Excerpt =>

[start]

S.P apparels Consolidated P&L Q3FY17
  • Considerable increase in the business from primark during Q2 & Q3 especially from Ireland & UK. Revenue of 76.4 million from SP Uk operations
  • EBITDA reported for 9 months is 97.1 crores. Realized gains from forex is about 12.5 crores
  • Export volumes was about 36.6 million & target will be about 55 million pieces for FY 2017 Expecting a growth of 15-20% Y-o-Y.
  • Raised around 28 crores from IPO, spend up to 70 stores which will be close to around 40 lakhs per store including the basic stock for the store. The 40 lakhs breakup : 22 lakh for interior, 8-10 lakhs for rental advances, & 8 lakh on the basic stock
  • EBITDA margin close to 21.7% on the garment front. For this quarter the EBITDA is around -2.5 crores.
  • Dividend will be 15% on PAT
  • Refund of duty drawback is around 7.5% plus ROSL of 3.05%, in total is around 11% plus MEIS of 1.85% or 2% based on the country. The ROSL is new refund & all other were existing
  • Export revenue was around 109 crores & 13% duty drawback
  • B2B sales was 5 crores & retail was 8 crores, so total revenue was 13 crores
  • Q1 & Q2 sales will be more than Q3 & Q4 because of the festival quarters.

[end]

(Collection entries)
[start]

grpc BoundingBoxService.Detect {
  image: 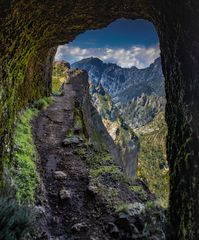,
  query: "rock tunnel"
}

[0,0,199,240]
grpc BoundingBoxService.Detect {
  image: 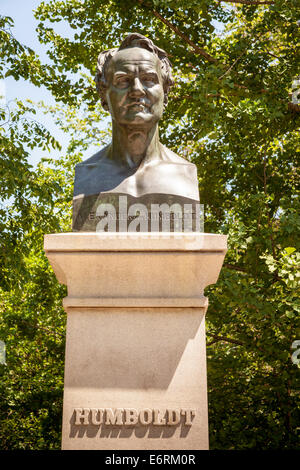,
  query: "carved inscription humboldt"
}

[74,408,196,426]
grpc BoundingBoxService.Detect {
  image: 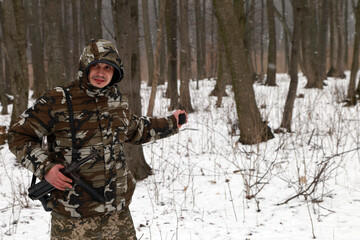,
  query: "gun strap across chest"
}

[62,87,79,161]
[30,87,79,186]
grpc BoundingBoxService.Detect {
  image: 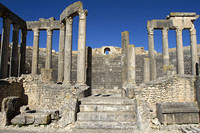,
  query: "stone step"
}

[81,96,136,105]
[80,104,136,112]
[77,112,136,122]
[92,89,121,97]
[75,121,137,129]
[73,129,138,133]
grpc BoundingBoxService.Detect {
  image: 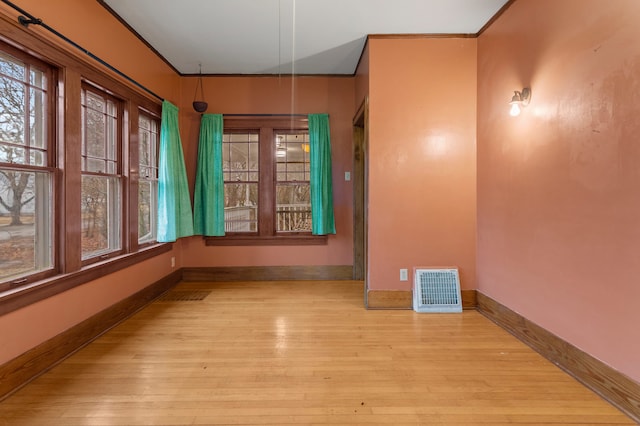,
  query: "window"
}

[222,132,260,233]
[0,48,55,282]
[81,86,123,260]
[138,112,160,244]
[206,118,327,245]
[275,132,311,232]
[0,22,172,315]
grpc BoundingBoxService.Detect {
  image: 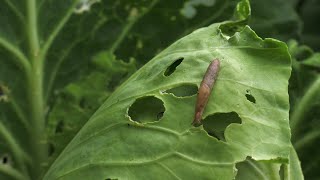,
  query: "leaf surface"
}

[45,1,291,179]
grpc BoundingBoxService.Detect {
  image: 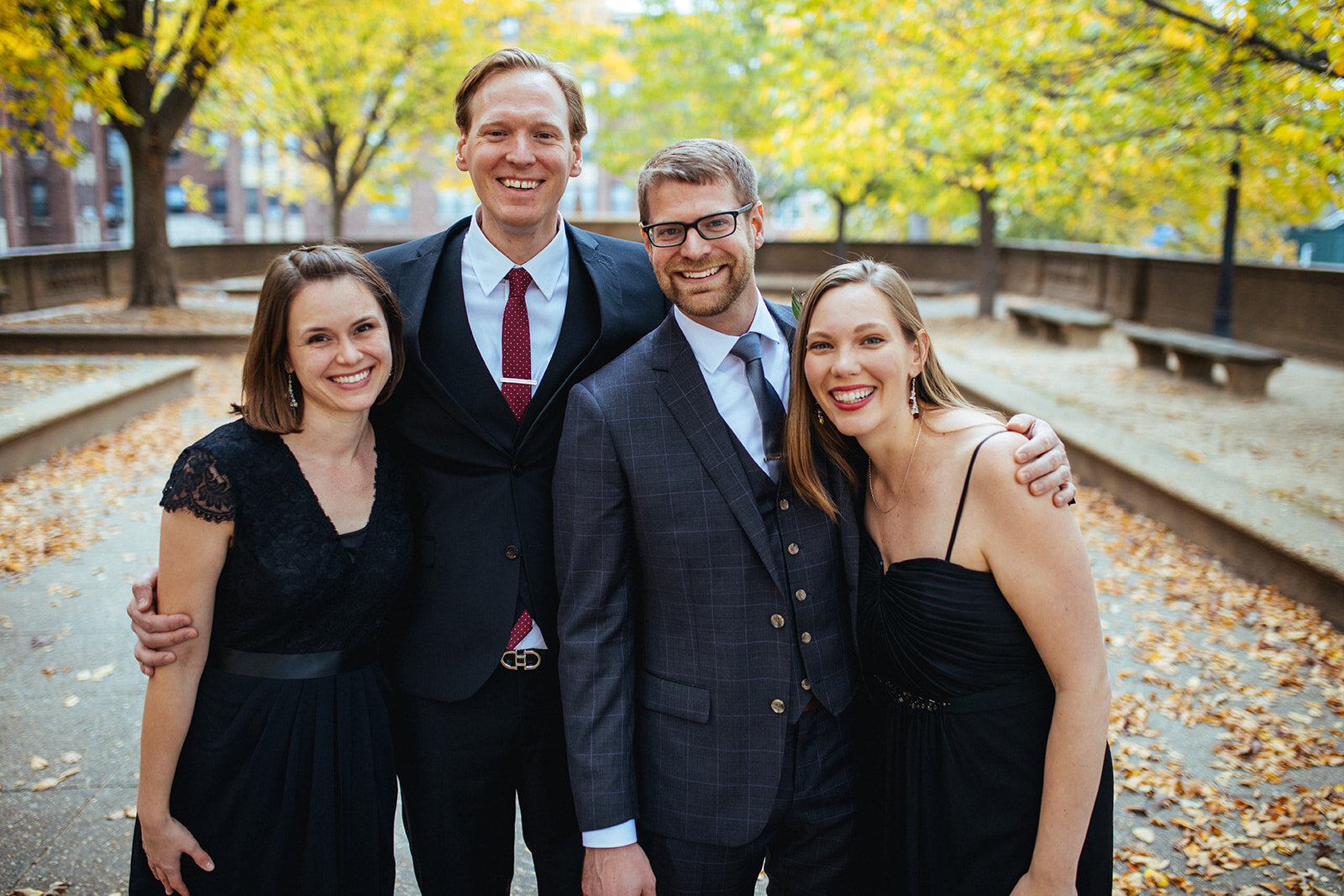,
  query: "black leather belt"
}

[end]

Short task => In the Q3FY17 results notes, change "Export volumes" to "Shipment volumes" and write out the part that opens with "S.P apparels Consolidated" and closes with "of 15-20% Y-o-Y.". These lines come from a separate source.

Task solution =>
S.P apparels Consolidated P&L Q3FY17
  • Considerable increase in the business from primark during Q2 & Q3 especially from Ireland & UK. Revenue of 76.4 million from SP Uk operations
  • EBITDA reported for 9 months is 97.1 crores. Realized gains from forex is about 12.5 crores
  • Shipment volumes was about 36.6 million & target will be about 55 million pieces for FY 2017 Expecting a growth of 15-20% Y-o-Y.